● Your goal
Set out the stretch from the line containing "Audit check: the tree" through the end of the rows as a Markdown table with the columns No. and Line. Number each line and leave out blank lines.

* start Source material *

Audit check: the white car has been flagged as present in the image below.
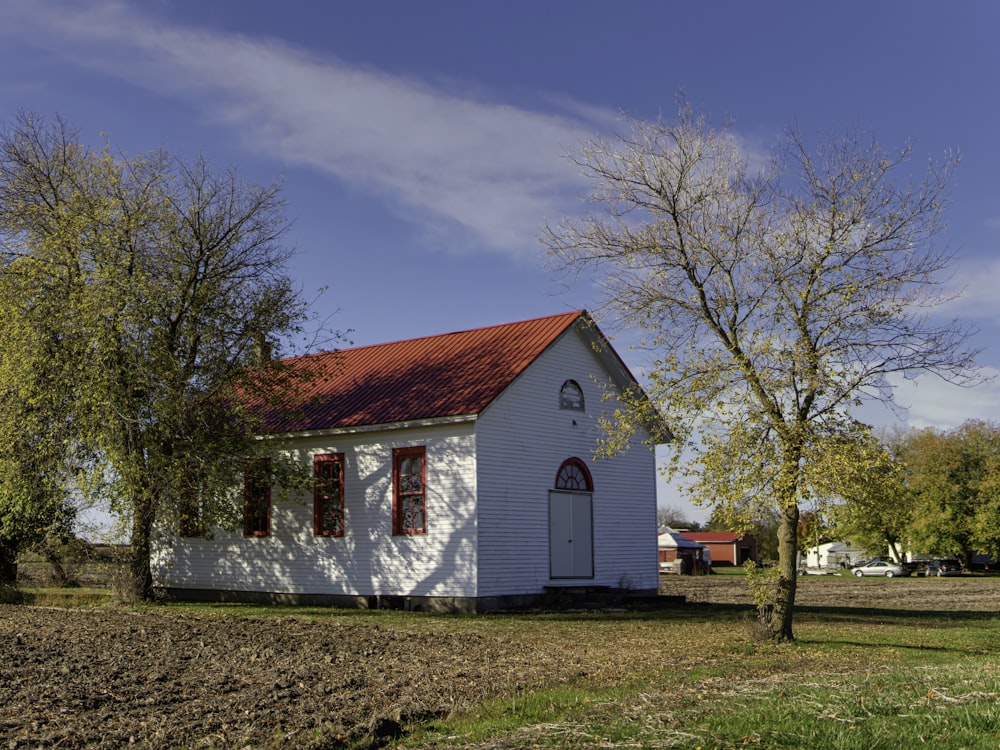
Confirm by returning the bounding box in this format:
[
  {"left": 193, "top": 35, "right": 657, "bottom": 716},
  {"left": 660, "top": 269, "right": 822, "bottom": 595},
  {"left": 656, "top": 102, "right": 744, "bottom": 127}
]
[{"left": 851, "top": 560, "right": 910, "bottom": 578}]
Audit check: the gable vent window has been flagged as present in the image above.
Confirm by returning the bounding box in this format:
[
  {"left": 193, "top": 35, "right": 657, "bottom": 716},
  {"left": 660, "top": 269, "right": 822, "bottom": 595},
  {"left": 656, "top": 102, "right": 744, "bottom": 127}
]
[
  {"left": 559, "top": 380, "right": 584, "bottom": 411},
  {"left": 556, "top": 458, "right": 594, "bottom": 492}
]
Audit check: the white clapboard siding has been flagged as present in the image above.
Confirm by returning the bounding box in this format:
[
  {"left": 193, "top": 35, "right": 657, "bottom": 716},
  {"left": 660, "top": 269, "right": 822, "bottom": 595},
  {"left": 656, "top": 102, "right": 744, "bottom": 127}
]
[
  {"left": 476, "top": 329, "right": 659, "bottom": 596},
  {"left": 154, "top": 421, "right": 477, "bottom": 597}
]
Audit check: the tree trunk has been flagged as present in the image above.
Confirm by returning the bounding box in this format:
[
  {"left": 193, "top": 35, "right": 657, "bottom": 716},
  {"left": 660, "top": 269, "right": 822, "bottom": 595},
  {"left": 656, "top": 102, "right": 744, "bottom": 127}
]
[
  {"left": 0, "top": 540, "right": 19, "bottom": 586},
  {"left": 129, "top": 498, "right": 153, "bottom": 601},
  {"left": 773, "top": 502, "right": 799, "bottom": 641}
]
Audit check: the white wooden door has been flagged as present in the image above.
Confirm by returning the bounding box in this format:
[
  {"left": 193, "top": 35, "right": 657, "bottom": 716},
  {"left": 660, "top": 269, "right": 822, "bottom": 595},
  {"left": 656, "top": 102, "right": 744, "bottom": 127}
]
[{"left": 549, "top": 490, "right": 594, "bottom": 578}]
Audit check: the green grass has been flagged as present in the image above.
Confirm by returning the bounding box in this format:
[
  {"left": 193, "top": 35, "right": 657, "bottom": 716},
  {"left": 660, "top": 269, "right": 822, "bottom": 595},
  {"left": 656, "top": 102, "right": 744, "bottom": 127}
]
[{"left": 390, "top": 607, "right": 1000, "bottom": 750}]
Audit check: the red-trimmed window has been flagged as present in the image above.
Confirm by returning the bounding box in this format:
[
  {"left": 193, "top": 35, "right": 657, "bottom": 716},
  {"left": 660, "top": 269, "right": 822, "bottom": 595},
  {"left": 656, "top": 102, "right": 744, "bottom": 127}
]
[
  {"left": 243, "top": 458, "right": 271, "bottom": 536},
  {"left": 555, "top": 458, "right": 594, "bottom": 492},
  {"left": 178, "top": 488, "right": 205, "bottom": 538},
  {"left": 392, "top": 446, "right": 427, "bottom": 534},
  {"left": 313, "top": 453, "right": 344, "bottom": 536}
]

* end Source material *

● Finished exercise
| No. | Line |
|---|---|
| 1 | Audit check: the tree trunk has been flagged as present in the image above. |
| 2 | Confirm by returning the bounding box in this format: |
| 3 | [ |
| 4 |   {"left": 193, "top": 35, "right": 657, "bottom": 716}, |
| 5 |   {"left": 660, "top": 269, "right": 822, "bottom": 595}, |
| 6 |   {"left": 656, "top": 102, "right": 744, "bottom": 127} |
| 7 | ] |
| 8 | [ |
| 9 |   {"left": 0, "top": 540, "right": 19, "bottom": 586}, |
| 10 |   {"left": 129, "top": 498, "right": 153, "bottom": 601}, |
| 11 |   {"left": 773, "top": 502, "right": 799, "bottom": 641} |
| 12 | ] |
| 13 | Audit check: the white wooden door has been flagged as present in the image above. |
| 14 | Confirm by returning the bounding box in this format: |
| 15 | [ |
| 16 |   {"left": 193, "top": 35, "right": 657, "bottom": 716}, |
| 17 |   {"left": 660, "top": 269, "right": 822, "bottom": 595}, |
| 18 |   {"left": 656, "top": 102, "right": 744, "bottom": 127} |
| 19 | ] |
| 20 | [{"left": 549, "top": 490, "right": 594, "bottom": 578}] |
| 21 | Audit check: the green grass has been flagged as present in the image above. |
| 22 | Confirm by returning the bounding box in this format: |
| 23 | [ |
| 24 |   {"left": 193, "top": 35, "right": 657, "bottom": 716}, |
| 25 |   {"left": 660, "top": 269, "right": 822, "bottom": 595}, |
| 26 |   {"left": 656, "top": 102, "right": 744, "bottom": 127} |
| 27 | ] |
| 28 | [{"left": 390, "top": 607, "right": 1000, "bottom": 750}] |
| 29 | Audit check: the red-trimmed window has been flagged as present in the image above. |
| 30 | Confirm by returning the bounding box in this format: |
| 31 | [ |
| 32 |   {"left": 193, "top": 35, "right": 657, "bottom": 716}, |
| 33 |   {"left": 660, "top": 269, "right": 822, "bottom": 595}, |
| 34 |   {"left": 656, "top": 102, "right": 744, "bottom": 127} |
| 35 | ] |
| 36 | [ |
| 37 |   {"left": 243, "top": 458, "right": 271, "bottom": 536}, |
| 38 |   {"left": 555, "top": 458, "right": 594, "bottom": 492}, |
| 39 |   {"left": 178, "top": 488, "right": 205, "bottom": 538}, |
| 40 |   {"left": 392, "top": 446, "right": 427, "bottom": 534}, |
| 41 |   {"left": 313, "top": 453, "right": 344, "bottom": 536} |
| 42 | ] |